**Aim of the exercise:** Extract, exactly as written, all lines of the material below from the line that includes "Give one point for each instance of the green bordered" through its last line.

**Given data:**
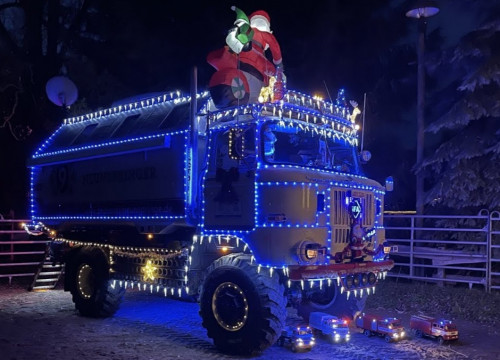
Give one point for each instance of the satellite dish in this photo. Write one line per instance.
(61, 91)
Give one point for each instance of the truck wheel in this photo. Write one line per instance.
(242, 309)
(331, 301)
(92, 294)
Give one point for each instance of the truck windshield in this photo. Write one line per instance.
(294, 145)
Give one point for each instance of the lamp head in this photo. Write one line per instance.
(423, 9)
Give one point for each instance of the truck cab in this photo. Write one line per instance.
(297, 338)
(331, 326)
(389, 328)
(440, 329)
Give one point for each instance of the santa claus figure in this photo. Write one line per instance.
(243, 68)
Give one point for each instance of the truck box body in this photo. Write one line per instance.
(330, 325)
(442, 329)
(422, 323)
(390, 328)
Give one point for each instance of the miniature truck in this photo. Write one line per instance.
(297, 338)
(441, 329)
(390, 328)
(330, 325)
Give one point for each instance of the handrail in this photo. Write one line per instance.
(20, 255)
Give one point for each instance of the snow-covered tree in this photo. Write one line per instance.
(465, 167)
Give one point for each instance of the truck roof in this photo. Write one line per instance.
(151, 120)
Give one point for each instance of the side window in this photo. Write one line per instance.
(233, 148)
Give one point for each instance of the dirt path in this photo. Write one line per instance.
(44, 325)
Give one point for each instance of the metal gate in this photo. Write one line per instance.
(446, 248)
(20, 256)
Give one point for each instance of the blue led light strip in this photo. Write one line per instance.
(109, 143)
(154, 101)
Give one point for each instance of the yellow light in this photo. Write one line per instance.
(149, 271)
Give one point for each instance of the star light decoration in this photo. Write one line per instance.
(149, 271)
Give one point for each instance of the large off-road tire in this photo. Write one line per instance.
(92, 292)
(243, 310)
(329, 300)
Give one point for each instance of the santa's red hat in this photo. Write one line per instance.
(260, 14)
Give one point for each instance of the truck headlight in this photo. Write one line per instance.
(309, 252)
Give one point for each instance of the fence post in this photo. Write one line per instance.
(489, 240)
(412, 234)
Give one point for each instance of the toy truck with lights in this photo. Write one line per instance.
(332, 326)
(389, 328)
(428, 326)
(297, 338)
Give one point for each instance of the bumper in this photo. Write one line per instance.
(332, 271)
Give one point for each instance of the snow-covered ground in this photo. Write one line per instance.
(44, 325)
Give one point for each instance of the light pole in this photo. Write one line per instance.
(421, 10)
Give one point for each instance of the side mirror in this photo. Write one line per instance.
(389, 183)
(365, 156)
(236, 144)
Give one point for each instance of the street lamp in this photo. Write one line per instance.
(421, 10)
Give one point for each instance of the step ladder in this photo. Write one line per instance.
(47, 275)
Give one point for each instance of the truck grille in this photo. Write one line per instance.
(339, 215)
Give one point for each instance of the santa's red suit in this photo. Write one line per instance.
(262, 40)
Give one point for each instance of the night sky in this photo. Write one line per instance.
(151, 46)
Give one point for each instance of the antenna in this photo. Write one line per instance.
(61, 91)
(363, 128)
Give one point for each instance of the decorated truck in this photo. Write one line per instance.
(297, 338)
(330, 325)
(389, 328)
(440, 329)
(244, 200)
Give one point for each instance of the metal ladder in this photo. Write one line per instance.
(47, 275)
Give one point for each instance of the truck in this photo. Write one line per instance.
(332, 326)
(389, 328)
(297, 338)
(240, 205)
(436, 328)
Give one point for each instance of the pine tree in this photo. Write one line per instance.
(465, 166)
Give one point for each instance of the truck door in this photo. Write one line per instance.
(229, 190)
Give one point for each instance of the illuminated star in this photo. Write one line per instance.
(149, 271)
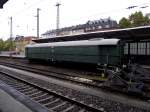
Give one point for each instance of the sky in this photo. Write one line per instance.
(72, 12)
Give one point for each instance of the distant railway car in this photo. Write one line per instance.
(95, 51)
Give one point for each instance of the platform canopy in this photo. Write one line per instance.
(2, 2)
(129, 34)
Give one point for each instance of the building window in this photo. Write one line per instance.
(126, 48)
(148, 48)
(133, 48)
(141, 48)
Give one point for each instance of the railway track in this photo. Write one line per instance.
(77, 79)
(99, 107)
(49, 99)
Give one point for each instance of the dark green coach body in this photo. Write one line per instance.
(102, 51)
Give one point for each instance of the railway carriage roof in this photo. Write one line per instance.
(78, 43)
(134, 34)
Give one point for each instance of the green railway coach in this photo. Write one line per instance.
(96, 51)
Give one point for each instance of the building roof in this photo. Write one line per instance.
(136, 34)
(2, 2)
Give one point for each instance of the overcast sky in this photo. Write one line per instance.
(72, 12)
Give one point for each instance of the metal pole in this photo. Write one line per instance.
(11, 28)
(38, 22)
(57, 19)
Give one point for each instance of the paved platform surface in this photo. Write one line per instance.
(105, 95)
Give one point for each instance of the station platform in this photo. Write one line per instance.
(13, 101)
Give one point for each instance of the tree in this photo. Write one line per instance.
(7, 45)
(134, 20)
(124, 23)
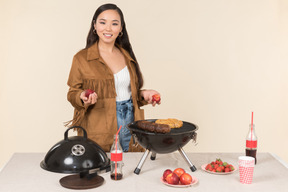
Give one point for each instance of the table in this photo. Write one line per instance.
(23, 173)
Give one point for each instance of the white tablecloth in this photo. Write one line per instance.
(23, 173)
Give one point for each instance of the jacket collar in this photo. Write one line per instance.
(93, 53)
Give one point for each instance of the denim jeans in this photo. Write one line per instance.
(125, 115)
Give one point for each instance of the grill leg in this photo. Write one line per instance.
(142, 160)
(192, 167)
(153, 156)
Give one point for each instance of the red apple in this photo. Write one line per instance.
(165, 173)
(172, 179)
(179, 171)
(185, 179)
(156, 98)
(88, 92)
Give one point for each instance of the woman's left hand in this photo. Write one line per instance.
(147, 95)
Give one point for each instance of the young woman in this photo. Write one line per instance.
(109, 67)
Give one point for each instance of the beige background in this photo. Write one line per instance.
(214, 62)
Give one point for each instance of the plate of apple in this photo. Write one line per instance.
(178, 178)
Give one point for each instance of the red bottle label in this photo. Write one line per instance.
(116, 156)
(251, 144)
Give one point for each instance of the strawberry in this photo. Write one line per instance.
(227, 170)
(231, 168)
(219, 169)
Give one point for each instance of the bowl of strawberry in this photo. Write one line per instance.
(218, 167)
(178, 178)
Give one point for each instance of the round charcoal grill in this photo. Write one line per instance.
(163, 142)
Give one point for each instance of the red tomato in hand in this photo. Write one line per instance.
(185, 179)
(156, 98)
(88, 92)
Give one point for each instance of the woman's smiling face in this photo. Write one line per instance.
(108, 26)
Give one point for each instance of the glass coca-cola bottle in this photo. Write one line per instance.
(251, 142)
(116, 159)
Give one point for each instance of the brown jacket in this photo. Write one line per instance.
(89, 71)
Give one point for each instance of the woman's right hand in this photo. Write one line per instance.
(91, 100)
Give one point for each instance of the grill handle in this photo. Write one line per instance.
(73, 127)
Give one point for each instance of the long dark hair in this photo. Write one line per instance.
(123, 41)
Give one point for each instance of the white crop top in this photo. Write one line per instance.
(122, 85)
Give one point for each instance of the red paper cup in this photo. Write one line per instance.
(246, 168)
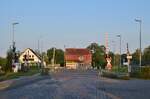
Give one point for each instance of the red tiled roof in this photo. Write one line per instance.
(74, 54)
(77, 51)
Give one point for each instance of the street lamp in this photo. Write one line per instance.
(120, 47)
(13, 42)
(113, 43)
(140, 22)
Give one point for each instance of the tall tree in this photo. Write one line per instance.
(59, 56)
(135, 57)
(98, 55)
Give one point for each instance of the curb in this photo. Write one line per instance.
(20, 82)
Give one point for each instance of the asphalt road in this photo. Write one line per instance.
(80, 85)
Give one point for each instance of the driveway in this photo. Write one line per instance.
(80, 85)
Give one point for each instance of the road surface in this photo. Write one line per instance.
(79, 85)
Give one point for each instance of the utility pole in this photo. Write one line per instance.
(140, 58)
(13, 44)
(120, 47)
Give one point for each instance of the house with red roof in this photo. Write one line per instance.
(78, 58)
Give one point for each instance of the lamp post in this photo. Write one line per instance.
(113, 51)
(120, 47)
(140, 22)
(13, 43)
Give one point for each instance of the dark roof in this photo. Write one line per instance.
(77, 51)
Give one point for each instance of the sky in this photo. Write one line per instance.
(73, 23)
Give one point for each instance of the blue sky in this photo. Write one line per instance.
(73, 23)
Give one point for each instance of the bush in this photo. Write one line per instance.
(144, 73)
(109, 74)
(45, 71)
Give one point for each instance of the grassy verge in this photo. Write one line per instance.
(11, 75)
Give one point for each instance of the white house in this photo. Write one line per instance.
(29, 56)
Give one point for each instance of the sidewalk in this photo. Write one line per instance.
(22, 81)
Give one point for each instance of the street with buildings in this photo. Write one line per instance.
(77, 84)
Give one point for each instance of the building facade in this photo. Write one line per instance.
(78, 58)
(30, 57)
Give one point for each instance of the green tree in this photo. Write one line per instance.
(135, 57)
(3, 62)
(8, 66)
(98, 55)
(59, 56)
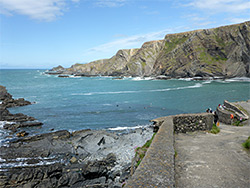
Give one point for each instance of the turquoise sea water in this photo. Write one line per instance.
(102, 102)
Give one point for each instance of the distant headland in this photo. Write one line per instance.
(222, 52)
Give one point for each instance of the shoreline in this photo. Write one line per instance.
(60, 158)
(153, 77)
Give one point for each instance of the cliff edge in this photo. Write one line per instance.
(218, 52)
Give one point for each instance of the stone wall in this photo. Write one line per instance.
(233, 107)
(224, 116)
(157, 167)
(192, 122)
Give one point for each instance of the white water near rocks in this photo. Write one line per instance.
(76, 103)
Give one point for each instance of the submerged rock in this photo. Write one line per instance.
(58, 159)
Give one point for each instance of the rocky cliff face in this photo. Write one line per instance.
(222, 51)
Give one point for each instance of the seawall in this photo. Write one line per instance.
(157, 167)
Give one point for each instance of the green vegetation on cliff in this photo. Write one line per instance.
(222, 51)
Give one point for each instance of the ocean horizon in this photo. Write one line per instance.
(76, 103)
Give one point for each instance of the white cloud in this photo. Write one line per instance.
(110, 3)
(232, 6)
(109, 49)
(44, 10)
(238, 20)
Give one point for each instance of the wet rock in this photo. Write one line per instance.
(73, 160)
(22, 134)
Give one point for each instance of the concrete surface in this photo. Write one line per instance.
(206, 160)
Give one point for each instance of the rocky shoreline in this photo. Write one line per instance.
(85, 158)
(208, 53)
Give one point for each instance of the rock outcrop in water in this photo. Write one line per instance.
(218, 52)
(85, 158)
(14, 121)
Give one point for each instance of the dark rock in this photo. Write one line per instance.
(63, 76)
(209, 53)
(102, 141)
(22, 134)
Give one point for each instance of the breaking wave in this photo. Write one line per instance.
(197, 85)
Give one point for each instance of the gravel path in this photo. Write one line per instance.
(206, 160)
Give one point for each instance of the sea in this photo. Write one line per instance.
(76, 103)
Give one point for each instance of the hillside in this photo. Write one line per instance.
(217, 52)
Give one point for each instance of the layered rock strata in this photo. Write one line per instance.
(219, 52)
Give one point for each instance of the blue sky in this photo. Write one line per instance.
(47, 33)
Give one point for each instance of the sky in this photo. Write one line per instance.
(46, 33)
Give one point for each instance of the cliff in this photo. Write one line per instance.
(222, 51)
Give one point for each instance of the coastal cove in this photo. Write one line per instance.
(77, 103)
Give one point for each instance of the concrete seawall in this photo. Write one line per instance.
(157, 168)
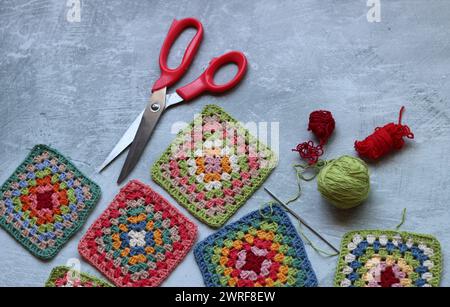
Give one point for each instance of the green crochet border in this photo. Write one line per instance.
(60, 271)
(158, 177)
(428, 239)
(50, 252)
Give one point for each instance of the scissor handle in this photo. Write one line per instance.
(205, 83)
(170, 76)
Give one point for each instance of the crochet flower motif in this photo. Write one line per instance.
(64, 277)
(388, 259)
(213, 166)
(261, 249)
(45, 201)
(139, 239)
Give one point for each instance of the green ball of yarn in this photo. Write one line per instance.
(344, 182)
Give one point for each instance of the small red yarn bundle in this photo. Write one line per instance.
(384, 139)
(322, 124)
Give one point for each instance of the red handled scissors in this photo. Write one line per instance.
(141, 129)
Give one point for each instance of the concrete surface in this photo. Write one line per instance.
(76, 86)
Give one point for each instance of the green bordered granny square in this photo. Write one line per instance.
(64, 277)
(45, 201)
(383, 258)
(213, 166)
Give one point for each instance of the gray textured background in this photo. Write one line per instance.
(77, 86)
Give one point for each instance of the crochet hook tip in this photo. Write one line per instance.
(301, 220)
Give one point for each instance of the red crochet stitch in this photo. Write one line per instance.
(322, 124)
(384, 139)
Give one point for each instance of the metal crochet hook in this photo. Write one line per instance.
(301, 220)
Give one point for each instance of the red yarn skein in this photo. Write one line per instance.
(384, 139)
(322, 124)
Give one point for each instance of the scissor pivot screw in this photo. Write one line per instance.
(155, 107)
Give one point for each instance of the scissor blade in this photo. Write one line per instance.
(125, 141)
(172, 99)
(151, 115)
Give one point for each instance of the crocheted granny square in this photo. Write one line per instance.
(63, 277)
(261, 249)
(383, 258)
(213, 166)
(45, 201)
(139, 239)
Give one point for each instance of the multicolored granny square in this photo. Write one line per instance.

**Completed task:**
Give one point for each instance of the green bordered granny square in this photo. Write one line per instance.
(64, 277)
(45, 201)
(383, 258)
(213, 166)
Give one point for each instance of the gray textured background in this photo. Write one line per instance.
(77, 86)
Give one point for each instance of the crochet hook tip in this photo. Write one line per instance.
(301, 220)
Give one point for each instance of the red crochet stitch in this photo. Write one line per instance.
(322, 124)
(384, 139)
Give one point for each instance of the metal crochet hook in this photo. Write one line per instance.
(301, 220)
Give one point for each instance of the red yarn skein in this photo. Write one line per instance.
(384, 139)
(322, 124)
Give one point for each instance of the scissor pivot screw in this photo. Write one line per instance.
(155, 107)
Give one point for each instance of the scissor blade in this photo. Write one line per instance.
(125, 141)
(172, 99)
(151, 115)
Give one point for each instance of the crocheted granny square in this photo. Write one line per instance.
(63, 277)
(261, 249)
(383, 258)
(213, 166)
(45, 201)
(139, 239)
Give one point for each instance of the multicolored granny square in this photo. Write one line per instance.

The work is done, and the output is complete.